GIVEN PROBLEM:
Repeat, exactly and completely, the material that follows. Omit the pictures.

SUPPLIED RECORDS:

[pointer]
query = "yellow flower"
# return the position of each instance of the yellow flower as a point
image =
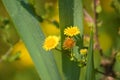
(71, 31)
(50, 42)
(83, 51)
(68, 43)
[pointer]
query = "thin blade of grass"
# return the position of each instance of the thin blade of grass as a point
(90, 73)
(31, 34)
(71, 14)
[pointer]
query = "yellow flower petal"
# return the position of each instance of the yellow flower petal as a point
(50, 42)
(71, 31)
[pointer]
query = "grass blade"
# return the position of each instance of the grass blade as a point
(31, 34)
(90, 75)
(71, 14)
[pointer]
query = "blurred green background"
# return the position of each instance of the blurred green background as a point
(15, 62)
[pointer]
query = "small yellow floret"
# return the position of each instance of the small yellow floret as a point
(50, 42)
(83, 51)
(71, 31)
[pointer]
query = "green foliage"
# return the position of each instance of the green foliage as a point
(71, 14)
(31, 34)
(90, 72)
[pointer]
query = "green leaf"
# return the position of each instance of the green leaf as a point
(90, 73)
(70, 14)
(31, 34)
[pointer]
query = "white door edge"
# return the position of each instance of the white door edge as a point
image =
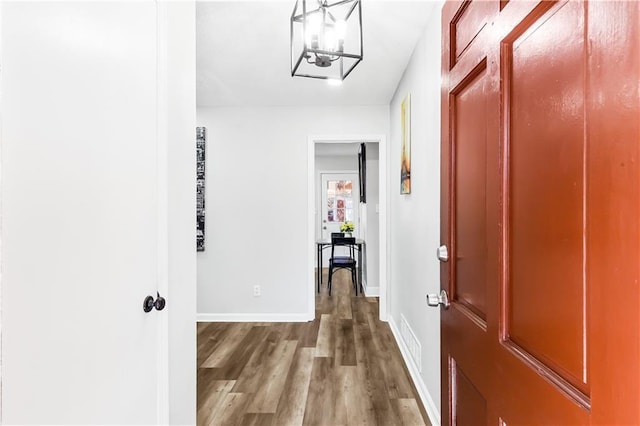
(162, 122)
(1, 97)
(381, 140)
(320, 196)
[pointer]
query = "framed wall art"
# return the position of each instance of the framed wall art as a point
(201, 136)
(405, 162)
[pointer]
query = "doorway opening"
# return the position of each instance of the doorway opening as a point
(334, 189)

SOLUTION TO THE EXERCISE:
[pointer]
query = "yellow flower"
# return the position of each instance of the yellow flower as a point
image =
(71, 31)
(50, 42)
(83, 51)
(68, 43)
[pointer]
query = "thin blade of grass"
# return the position of each instance of the thin blade of grass as a point
(90, 73)
(31, 34)
(71, 14)
[pointer]
query = "yellow flower petal"
# return the position of each instance of the yellow flower petal as a point
(50, 42)
(71, 31)
[pointer]
query = "grass blade"
# return the position of each instance of the grass blade as a point
(31, 34)
(90, 75)
(71, 14)
[pointer]
query = "blurred green background"
# return the position of each instance of the blurred green background as a point
(15, 62)
[pointer]
query = "small yellow floret"
# return the position of each instance of the small yellow floret as a point
(50, 42)
(83, 51)
(71, 31)
[pointer]
query = "green foliage"
# return the position of each instance of the green foliage as a point
(71, 14)
(31, 34)
(90, 72)
[pointer]
query = "green leaf"
# return the position of each instance of the green leaf as a point
(90, 73)
(70, 14)
(31, 34)
[pointer]
query = "white door edge"
# return the position of each instance of the white door edge as a point
image =
(162, 122)
(1, 97)
(381, 140)
(320, 196)
[pointer]
query = "framed wall art"
# return the position of each instance of the framed wall art as a point
(201, 136)
(405, 162)
[pointer]
query = "doorway opening"
# return the position of each instance of the doorway opening as a point
(334, 189)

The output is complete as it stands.